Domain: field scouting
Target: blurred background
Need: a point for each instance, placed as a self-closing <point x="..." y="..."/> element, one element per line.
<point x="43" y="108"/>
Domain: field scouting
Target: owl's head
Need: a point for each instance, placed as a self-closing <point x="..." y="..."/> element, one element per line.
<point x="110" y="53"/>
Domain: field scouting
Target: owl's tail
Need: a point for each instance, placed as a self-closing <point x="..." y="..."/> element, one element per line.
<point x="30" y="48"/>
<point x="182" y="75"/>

———

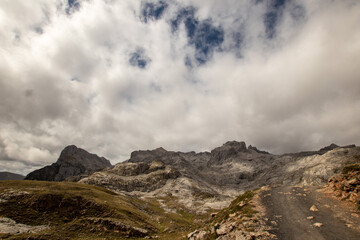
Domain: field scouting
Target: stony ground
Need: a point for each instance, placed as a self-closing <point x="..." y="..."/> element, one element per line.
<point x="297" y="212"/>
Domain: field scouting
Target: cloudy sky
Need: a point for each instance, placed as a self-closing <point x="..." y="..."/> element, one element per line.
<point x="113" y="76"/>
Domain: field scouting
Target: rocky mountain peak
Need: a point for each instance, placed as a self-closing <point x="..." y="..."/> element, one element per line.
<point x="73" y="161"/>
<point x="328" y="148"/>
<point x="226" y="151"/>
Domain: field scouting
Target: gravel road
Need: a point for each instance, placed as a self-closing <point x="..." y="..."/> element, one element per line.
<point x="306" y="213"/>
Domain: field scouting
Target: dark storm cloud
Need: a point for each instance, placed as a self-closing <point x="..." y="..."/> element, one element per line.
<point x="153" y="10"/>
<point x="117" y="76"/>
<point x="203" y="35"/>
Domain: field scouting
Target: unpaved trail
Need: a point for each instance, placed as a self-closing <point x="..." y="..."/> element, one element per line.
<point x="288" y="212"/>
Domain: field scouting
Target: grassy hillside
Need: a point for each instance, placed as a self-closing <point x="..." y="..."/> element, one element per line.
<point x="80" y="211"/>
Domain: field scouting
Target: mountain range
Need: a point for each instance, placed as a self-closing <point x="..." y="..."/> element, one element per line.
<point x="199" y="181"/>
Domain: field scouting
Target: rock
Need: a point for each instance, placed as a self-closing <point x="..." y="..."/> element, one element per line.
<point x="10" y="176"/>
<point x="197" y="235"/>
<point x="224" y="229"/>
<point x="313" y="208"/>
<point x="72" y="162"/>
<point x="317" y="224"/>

———

Work to be completed | Find the line with "Target: gravel road" in the entries above. Retype it and each line after it, exactly, through the line with "Target: dark storm cloud", and stop there.

Result of this exercise |
Target: gravel road
Need: a point for each instance, placed as a self-closing <point x="..." y="..."/> element, one element per line.
<point x="306" y="213"/>
Domain: field scouting
Target: dark storm cloud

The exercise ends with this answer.